Given task 1
Please repeat the director biographies word for word from "Dr. Lazarus’ past" to "and employee matters.".
Given task 2
Answer these questions from the director biographies:
(a) Dr. Lazarus' expertise is described as particularly relevant to which matters?
(b) On what date did Steven Rattner become a Director?
(c) Over what years did Mr. Rattner serve as partner at DLJ Merchant Banking Partners?

Text shown
Dr. Lazarus’ past management positions and extensive understanding of human behavior provide important expertise to the Board of Directors and the committees, particularly as it relates to management and employee matters.
 
Steven Rattner has been a Director since March 29, 2012 and currently serves as a member of the Audit Committee. Mr. Rattner co-founded Donaldson Lufkin & Jenrette’s (DLJ) Leveraged Finance business, and was instrumental in building and managing one of the most well-known and respected credit underwriting, sales, trading and research operations on Wall Street. From 1988 to 2008, Mr. Rattner served as partner at DLJ Merchant Banking Partners (DLJMBP), one of the first private equity funds located within a major investment bank. Mr. Rattner retired from DLJMBP as a full time partner at the end of 2008 which corresponded with the completion of the investment period of the last fund.  He continues to sit on a number of boards for the benefit of the fund, acts as a consultant for various money managers in making investments in both debt and equity and as an advisor for operating businesses assisting them with sharpening their long and short-term strategies.  Mr. Rattner has served on numerous boards of directors of public and private companies including Warner Chilcott, Hard Rock Hotel and Casino, Peachtree Financial and Safilo Group International.

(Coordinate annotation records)
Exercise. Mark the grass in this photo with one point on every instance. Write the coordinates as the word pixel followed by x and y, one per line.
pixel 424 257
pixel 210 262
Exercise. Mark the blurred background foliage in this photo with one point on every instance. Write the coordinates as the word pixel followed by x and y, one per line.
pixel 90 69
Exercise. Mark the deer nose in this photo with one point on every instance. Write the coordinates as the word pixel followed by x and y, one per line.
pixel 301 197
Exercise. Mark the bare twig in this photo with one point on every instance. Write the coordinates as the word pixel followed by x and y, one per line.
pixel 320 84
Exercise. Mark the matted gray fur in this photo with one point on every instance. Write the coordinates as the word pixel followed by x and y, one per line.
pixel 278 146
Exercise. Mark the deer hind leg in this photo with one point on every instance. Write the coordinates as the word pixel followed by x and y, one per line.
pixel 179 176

Final result 1
Dr. Lazarus’ past management positions and extensive understanding of human behavior provide important expertise to the Board of Directors and the committees, particularly as it relates to management and employee matters.

Final result 2
(a) Management and employee matters
(b) March 29, 2012
(c) 1988 to 2008